— START OF DOCUMENT EXTRACT —

# Treat Recipes?



## kelseyfougere (Aug 1, 2016)

I hope this is the right place to post this...
So today when i was making a new batch of dog treats I got to wondering if anyone makes their own hedgehog treats or thought of doing so. I make all of my dogs and horses treats from scratch so thought it would only be fair if I made Henry some too. I have some questions before I start attempting to make something to satisfy Henrys picky taste:
1. Would it be a good idea to make my own treats for henry or should I stick to fruits and veggies?
2. What are hedgehog safe baking ingredients?
3. Do you have any recipes you use for your hedgehog?
4. If making treats are a bad idea what are some ways I can make Henrys fruits and veggies more interesting/ different for him?
5. What ingredients should I stay clear of?
6.Any tips for making homemade treats?
Thank you in advance!


----------



## kelseyfougere (Aug 1, 2016)

So I've found a few recipes I`d like to try, before I try them I just want to make sure they are safe for hedgehogs!

Fruit Gummies
Ingredients
-2 Strawberries 
-1 Apple, peeled 
-1 Celery stick 
-2/3 C White flour 
-1/2 C Water 

Directions
-Heat oven to 350 degrees.
-Dice and chop all ingredients into small pieces and pour into a medium sized bowl. 
-Smash ingredients until a mush is formed-may are thick or watery whatever desired. 
-Drain a little bit of water if too much is left over. 
-Place teaspoon sized treats onto a cooking sheet about 1 inch apart. 
-Place in oven and bake for 6-10 minutes o brown. 
-When done, let set for 3 minutes and then serve

Hedgie Meatballs
Ingredients 
-1 jar of baby food "meat" chicken, turkey, beef, ham?

— END OF DOCUMENT EXTRACT —
— START OF EXTRACTED DATA —

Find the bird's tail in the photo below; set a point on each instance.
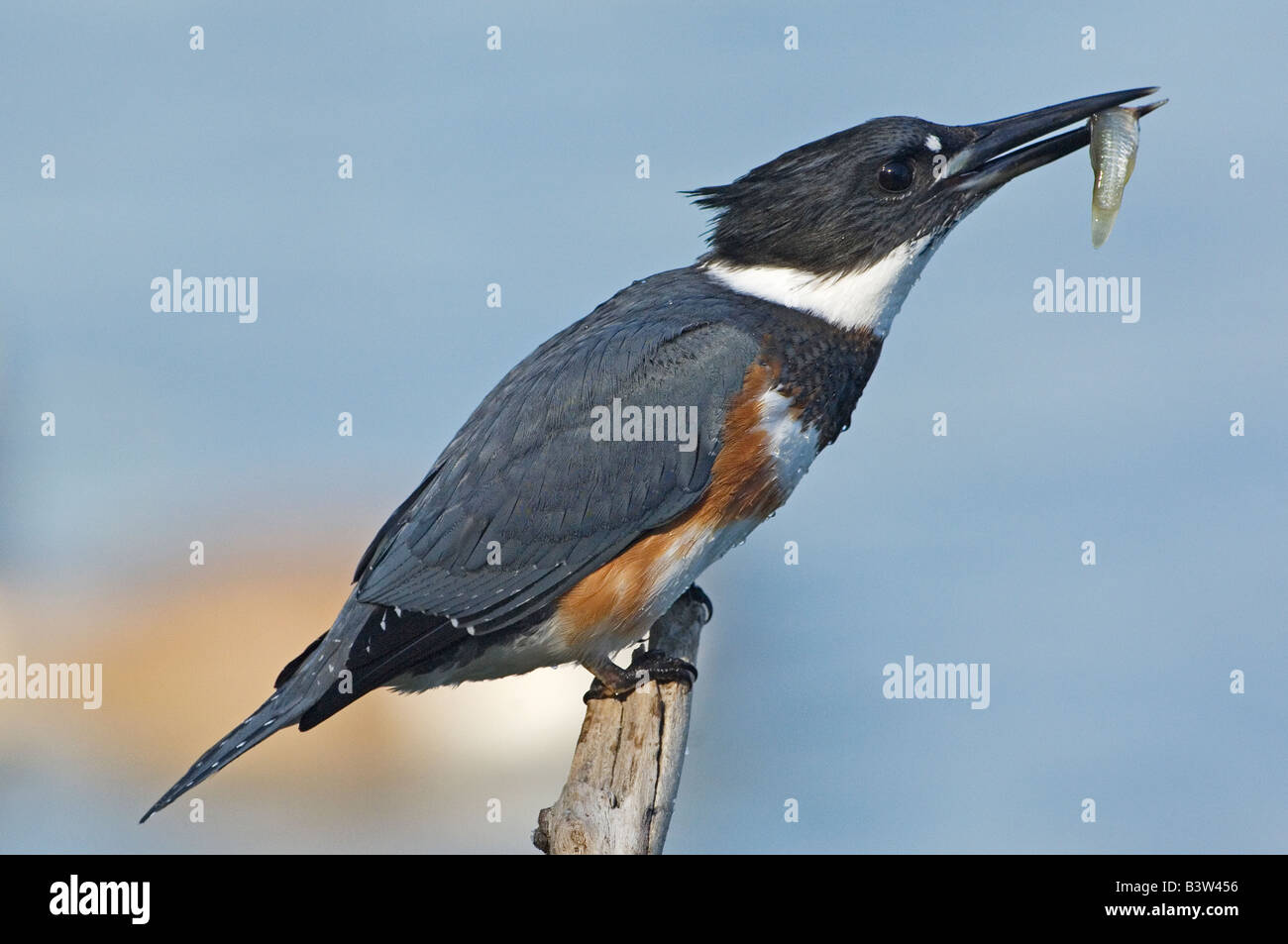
(314, 673)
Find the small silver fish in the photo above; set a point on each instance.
(1115, 138)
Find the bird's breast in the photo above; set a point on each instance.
(764, 452)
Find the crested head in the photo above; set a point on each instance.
(844, 226)
(842, 202)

— END OF EXTRACTED DATA —

TO DO:
A: Restate more briefly the paragraph of the hedgehog treat thread that begins "So today when i was making a new batch of dog treats", keeping its main facts.
B: Rename "horses" to "goats" in the part of the hedgehog treat thread that opens with "# Treat Recipes?" and closes with "for your hedgehog?", and give that part again.
The entries come from a different source than the hedgehog treat thread.

OUTPUTS IN ORDER:
A: While making dog treats, the poster wondered whether anyone makes homemade hedgehog treats. The poster makes all the dog and horse treats from scratch, so it seemed fair to make some for Henry too. Before trying to satisfy Henry's picky taste, the poster has some questions.

B:
# Treat Recipes?



## kelseyfougere (Aug 1, 2016)

I hope this is the right place to post this...
So today when i was making a new batch of dog treats I got to wondering if anyone makes their own hedgehog treats or thought of doing so. I make all of my dogs and goats treats from scratch so thought it would only be fair if I made Henry some too. I have some questions before I start attempting to make something to satisfy Henrys picky taste:
1. Would it be a good idea to make my own treats for henry or should I stick to fruits and veggies?
2. What are hedgehog safe baking ingredients?
3. Do you have any recipes you use for your hedgehog?